_DOKUMENT_:
------------------------------------------------------------------------
A whole lotta pipi, Pippilotta
Aber zurück zum Pipi. Wo herrenlose Hundekacke selbst bei einem Großteil der Hundebesitzer selbst in Millisekunden Halsschlagadern anschwellen lässt, scheint Pipi irgendwie einen Freischiffschein zu haben. Wie kommt das? Im Kotfall kommen selbst die Menschen, die sich gerade heimlich vom dampfenden Häufchen ihres Lieblings wegstehlen wollten, beim plötzlichen Erblicken einer fremden Person meist dann doch noch mit beschämtem Blick ihrer Verantwortung nach. Beim Pieselregen ist das meist anders: Hundehalter, deren Rüden gerade allerhand Eigentum fremder Menschen ammoniakstrahlen, scheinen sich keiner Schuld bewusst zu sein und lassen den Hund noch weiter pullern, selbst wenn sie jemand dabei ungläubig beobachtet. Gefühlt ist das zumindest so.
------------------------------------------------------------------------
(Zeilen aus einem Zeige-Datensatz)
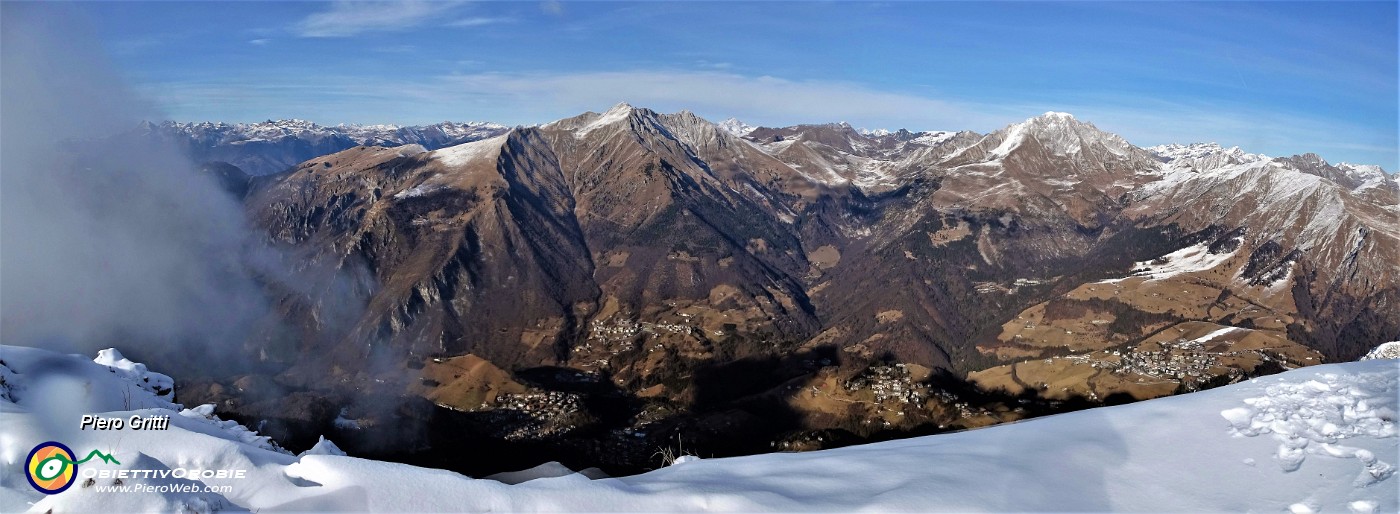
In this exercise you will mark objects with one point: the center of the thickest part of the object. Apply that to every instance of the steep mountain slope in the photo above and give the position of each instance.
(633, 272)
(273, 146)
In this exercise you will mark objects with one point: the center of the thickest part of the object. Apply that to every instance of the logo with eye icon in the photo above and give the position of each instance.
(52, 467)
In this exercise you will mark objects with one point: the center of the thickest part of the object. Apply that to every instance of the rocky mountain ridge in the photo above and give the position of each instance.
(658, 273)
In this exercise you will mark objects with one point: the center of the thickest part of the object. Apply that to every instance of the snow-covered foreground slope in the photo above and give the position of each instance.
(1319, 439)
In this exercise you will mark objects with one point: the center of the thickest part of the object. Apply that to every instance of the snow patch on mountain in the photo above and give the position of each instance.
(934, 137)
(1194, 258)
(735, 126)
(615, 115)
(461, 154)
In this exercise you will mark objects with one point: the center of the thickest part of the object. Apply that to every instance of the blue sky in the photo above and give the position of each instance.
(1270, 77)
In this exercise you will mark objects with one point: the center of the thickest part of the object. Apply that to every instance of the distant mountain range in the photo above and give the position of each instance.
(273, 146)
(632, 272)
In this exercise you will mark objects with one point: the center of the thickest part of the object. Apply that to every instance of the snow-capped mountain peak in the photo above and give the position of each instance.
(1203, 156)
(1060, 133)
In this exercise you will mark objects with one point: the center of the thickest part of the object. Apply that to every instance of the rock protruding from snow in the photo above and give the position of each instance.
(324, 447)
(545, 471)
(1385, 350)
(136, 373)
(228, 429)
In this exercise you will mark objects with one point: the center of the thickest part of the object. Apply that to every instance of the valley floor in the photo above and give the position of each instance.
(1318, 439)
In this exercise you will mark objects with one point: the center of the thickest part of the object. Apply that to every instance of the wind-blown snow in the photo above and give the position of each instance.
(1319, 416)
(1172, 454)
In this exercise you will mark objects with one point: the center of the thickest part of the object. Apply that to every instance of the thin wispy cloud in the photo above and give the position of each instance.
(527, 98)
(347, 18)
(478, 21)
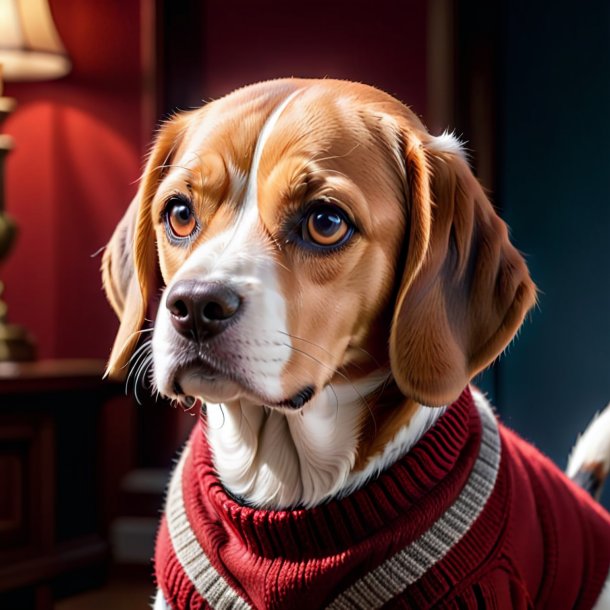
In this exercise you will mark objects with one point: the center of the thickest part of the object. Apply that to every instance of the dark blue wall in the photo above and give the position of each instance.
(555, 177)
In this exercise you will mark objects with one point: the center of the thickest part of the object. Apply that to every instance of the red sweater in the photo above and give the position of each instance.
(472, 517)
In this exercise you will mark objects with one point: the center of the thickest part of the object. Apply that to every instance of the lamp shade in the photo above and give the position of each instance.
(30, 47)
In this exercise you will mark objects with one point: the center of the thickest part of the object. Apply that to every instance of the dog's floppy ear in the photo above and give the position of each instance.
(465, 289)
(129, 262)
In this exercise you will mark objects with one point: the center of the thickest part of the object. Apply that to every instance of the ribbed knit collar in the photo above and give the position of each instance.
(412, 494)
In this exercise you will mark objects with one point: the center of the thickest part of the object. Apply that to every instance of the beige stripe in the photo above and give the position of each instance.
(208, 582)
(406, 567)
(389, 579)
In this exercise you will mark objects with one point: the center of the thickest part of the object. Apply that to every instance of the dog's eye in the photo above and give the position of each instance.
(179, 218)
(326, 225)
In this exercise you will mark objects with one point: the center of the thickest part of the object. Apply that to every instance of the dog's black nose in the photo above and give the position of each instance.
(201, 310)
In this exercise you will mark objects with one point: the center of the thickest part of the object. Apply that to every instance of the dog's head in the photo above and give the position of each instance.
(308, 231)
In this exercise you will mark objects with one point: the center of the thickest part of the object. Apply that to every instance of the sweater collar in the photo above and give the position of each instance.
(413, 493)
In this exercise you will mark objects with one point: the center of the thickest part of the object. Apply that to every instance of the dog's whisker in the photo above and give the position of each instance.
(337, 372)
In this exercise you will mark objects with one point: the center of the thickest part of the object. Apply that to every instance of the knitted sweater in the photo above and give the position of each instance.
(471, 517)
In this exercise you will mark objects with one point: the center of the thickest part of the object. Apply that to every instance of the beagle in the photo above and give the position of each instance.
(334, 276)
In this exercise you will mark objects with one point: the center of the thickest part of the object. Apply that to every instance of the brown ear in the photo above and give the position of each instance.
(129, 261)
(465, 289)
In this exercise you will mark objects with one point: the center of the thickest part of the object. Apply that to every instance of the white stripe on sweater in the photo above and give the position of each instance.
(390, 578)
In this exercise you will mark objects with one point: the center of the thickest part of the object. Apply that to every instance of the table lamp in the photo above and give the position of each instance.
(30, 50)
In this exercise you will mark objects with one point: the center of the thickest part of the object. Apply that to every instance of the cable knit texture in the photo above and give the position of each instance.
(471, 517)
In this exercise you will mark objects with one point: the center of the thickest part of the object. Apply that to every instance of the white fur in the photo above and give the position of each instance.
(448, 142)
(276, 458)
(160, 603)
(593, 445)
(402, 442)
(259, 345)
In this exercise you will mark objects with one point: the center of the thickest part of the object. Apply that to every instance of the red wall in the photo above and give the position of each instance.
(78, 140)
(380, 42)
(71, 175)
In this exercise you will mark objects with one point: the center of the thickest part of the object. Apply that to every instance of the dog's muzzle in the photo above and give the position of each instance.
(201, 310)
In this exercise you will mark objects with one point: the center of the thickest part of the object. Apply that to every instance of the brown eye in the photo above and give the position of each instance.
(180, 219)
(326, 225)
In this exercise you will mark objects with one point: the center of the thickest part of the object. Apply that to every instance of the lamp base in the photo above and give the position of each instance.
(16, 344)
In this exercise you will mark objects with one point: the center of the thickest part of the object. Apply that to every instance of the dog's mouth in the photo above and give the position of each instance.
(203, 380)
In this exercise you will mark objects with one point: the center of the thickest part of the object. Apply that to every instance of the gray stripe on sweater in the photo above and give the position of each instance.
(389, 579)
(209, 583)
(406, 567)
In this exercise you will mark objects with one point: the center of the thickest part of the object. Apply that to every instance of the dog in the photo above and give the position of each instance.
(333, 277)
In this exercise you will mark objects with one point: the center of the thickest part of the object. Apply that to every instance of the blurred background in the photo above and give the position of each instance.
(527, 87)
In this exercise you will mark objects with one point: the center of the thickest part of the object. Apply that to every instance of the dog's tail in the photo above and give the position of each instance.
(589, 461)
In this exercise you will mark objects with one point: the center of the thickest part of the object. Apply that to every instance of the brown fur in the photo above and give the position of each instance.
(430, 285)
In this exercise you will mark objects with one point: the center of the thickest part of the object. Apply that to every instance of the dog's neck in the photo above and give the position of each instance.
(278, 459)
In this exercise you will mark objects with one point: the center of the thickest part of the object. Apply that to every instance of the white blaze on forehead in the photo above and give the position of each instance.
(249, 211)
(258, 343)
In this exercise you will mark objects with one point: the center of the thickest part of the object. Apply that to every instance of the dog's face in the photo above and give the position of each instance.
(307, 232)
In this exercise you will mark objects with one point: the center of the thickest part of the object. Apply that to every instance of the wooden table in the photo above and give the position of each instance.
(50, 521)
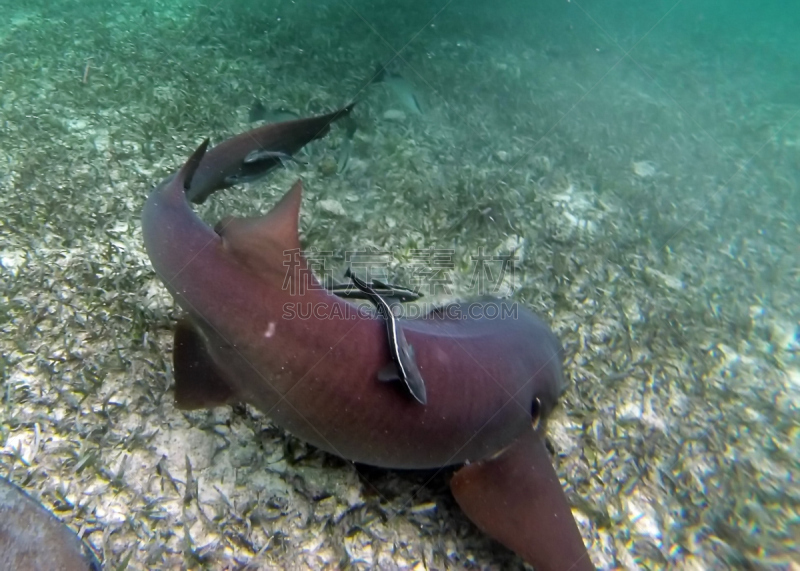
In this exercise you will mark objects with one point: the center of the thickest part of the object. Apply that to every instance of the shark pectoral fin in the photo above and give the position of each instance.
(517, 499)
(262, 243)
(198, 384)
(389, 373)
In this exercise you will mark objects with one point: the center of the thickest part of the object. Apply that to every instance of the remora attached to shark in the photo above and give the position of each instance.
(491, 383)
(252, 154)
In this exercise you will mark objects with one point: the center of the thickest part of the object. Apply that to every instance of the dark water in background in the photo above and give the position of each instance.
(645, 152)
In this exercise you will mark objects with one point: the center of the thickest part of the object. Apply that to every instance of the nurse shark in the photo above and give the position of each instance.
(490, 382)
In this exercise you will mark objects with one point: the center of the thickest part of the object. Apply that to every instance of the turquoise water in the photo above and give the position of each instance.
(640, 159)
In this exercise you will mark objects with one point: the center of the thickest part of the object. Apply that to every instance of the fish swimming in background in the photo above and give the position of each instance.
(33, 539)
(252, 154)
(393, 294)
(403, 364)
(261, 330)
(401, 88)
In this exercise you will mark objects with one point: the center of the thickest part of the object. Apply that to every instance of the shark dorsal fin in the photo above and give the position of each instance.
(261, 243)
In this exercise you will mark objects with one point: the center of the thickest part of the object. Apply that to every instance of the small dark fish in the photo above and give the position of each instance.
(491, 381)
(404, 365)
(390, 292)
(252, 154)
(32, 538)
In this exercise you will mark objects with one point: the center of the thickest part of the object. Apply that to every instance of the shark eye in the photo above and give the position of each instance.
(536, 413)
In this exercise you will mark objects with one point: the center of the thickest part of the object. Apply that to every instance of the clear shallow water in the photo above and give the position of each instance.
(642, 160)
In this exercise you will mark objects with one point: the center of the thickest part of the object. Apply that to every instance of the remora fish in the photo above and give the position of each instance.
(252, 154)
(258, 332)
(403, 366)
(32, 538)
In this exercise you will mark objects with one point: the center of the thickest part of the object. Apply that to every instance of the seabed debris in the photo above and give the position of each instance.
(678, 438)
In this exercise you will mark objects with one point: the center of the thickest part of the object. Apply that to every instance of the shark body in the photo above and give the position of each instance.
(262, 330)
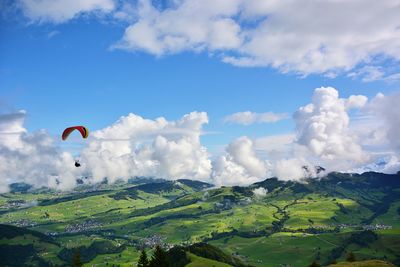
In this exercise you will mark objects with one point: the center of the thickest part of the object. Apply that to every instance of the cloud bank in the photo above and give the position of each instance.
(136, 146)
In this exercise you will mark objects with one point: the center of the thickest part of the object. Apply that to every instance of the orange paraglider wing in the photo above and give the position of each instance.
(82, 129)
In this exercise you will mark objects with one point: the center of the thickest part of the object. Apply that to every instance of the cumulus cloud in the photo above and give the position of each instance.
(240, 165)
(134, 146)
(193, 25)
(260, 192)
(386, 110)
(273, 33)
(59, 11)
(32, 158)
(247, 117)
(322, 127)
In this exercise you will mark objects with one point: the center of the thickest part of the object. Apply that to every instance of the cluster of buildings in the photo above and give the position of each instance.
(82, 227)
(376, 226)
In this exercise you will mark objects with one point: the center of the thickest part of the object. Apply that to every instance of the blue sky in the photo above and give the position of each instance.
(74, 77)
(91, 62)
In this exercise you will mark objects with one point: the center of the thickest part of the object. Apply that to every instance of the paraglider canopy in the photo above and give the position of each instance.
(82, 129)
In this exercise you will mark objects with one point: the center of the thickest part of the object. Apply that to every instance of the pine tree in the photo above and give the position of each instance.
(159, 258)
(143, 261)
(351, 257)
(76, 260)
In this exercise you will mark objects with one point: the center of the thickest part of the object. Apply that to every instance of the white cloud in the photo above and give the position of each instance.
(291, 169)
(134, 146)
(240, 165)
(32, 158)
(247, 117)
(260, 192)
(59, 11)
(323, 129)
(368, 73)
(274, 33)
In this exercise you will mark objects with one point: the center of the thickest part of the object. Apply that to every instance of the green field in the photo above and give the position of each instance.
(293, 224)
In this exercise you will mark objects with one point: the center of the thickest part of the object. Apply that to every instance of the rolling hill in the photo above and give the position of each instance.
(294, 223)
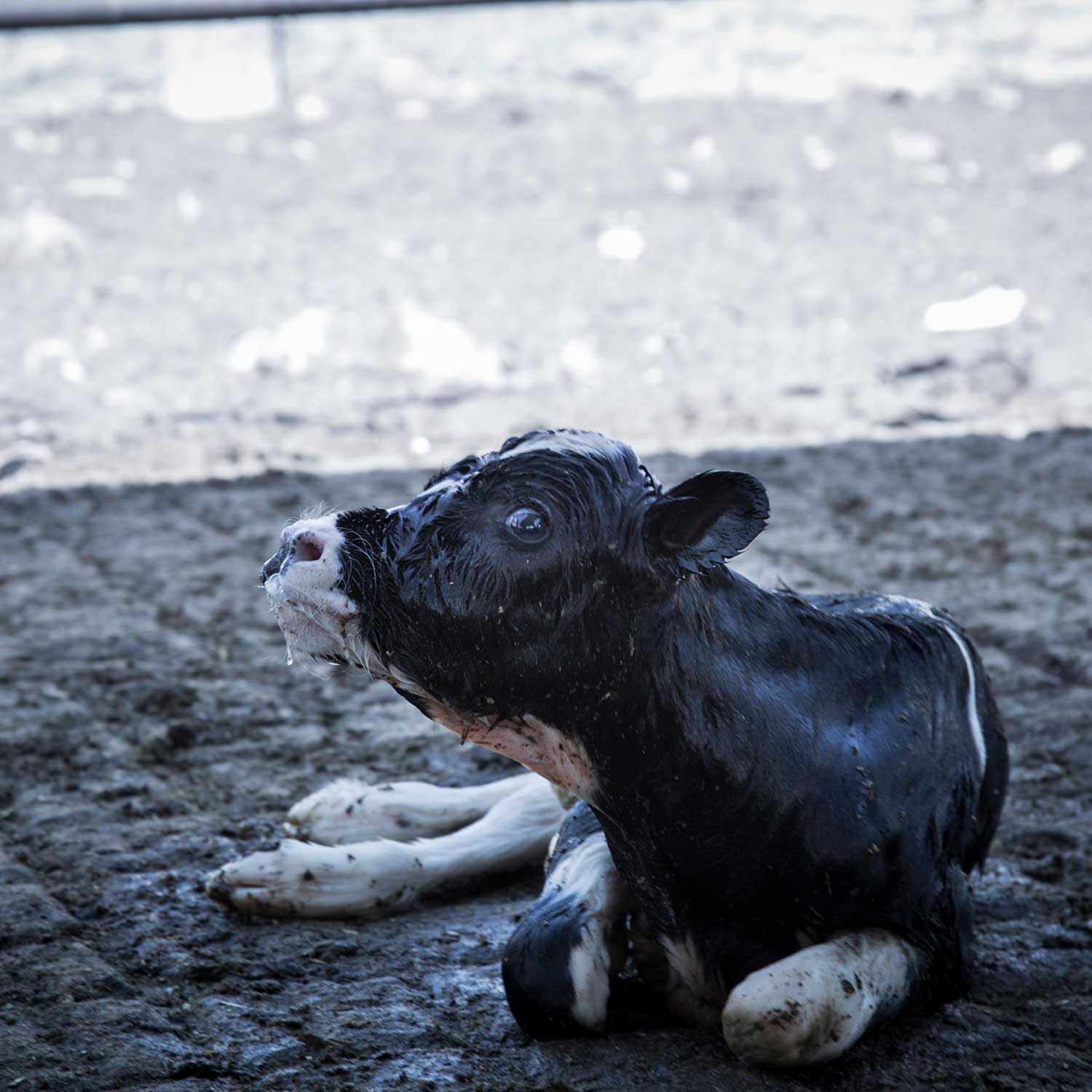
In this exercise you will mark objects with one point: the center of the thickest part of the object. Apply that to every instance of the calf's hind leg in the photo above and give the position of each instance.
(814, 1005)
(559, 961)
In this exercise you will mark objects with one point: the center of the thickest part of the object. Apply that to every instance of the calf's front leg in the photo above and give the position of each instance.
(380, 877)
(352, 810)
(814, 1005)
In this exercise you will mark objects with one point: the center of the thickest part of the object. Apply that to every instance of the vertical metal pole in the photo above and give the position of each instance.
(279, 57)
------------------------------------------------------------------------
_AUFGABEN_:
- A) Gib den Text über Hundepipi zwischen „A whole lotta“ und „das zumindest so.“ einschließlich wortgetreu wieder.
- B) Aktualisiere die Zeilen der Liste von der Zeile mit „of the rolling“ bis einschließlich zum Ende der Liste, indem du „photo“ durch „image“ ersetzt und alles andere unverändert lässt. Lass die Bilder in deiner Antwort weg.

_LÖSUNGEN DER REIHE NACH_:
- A)
A whole lotta pipi, Pippilotta
Aber zurück zum Pipi. Wo herrenlose Hundekacke selbst bei einem Großteil der Hundebesitzer selbst in Millisekunden Halsschlagadern anschwellen lässt, scheint Pipi irgendwie einen Freischiffschein zu haben. Wie kommt das? Im Kotfall kommen selbst die Menschen, die sich gerade heimlich vom dampfenden Häufchen ihres Lieblings wegstehlen wollten, beim plötzlichen Erblicken einer fremden Person meist dann doch noch mit beschämtem Blick ihrer Verantwortung nach. Beim Pieselregen ist das meist anders: Hundehalter, deren Rüden gerade allerhand Eigentum fremder Menschen ammoniakstrahlen, scheinen sich keiner Schuld bewusst zu sein und lassen den Hund noch weiter pullern, selbst wenn sie jemand dabei ungläubig beobachtet. Gefühlt ist das zumindest so.

- B)
In this exercise you will mark objects with one point: the center of the thickest part of the object. Apply that to every instance of the rolling hill in the image above and give the position of each instance.
(294, 223)
In this exercise you will mark objects with one point: the center of the thickest part of the object. Apply that to every instance of the calf's hind leg in the image above and give the position of each instance.
(814, 1005)
(559, 961)
In this exercise you will mark objects with one point: the center of the thickest part of the object. Apply that to every instance of the calf's front leg in the image above and give the position of each instance.
(380, 877)
(352, 810)
(814, 1005)
In this exercise you will mark objects with one point: the center of the thickest part of the object. Apply that to every instance of the vertical metal pole in the image above and give the position of each instance.
(279, 57)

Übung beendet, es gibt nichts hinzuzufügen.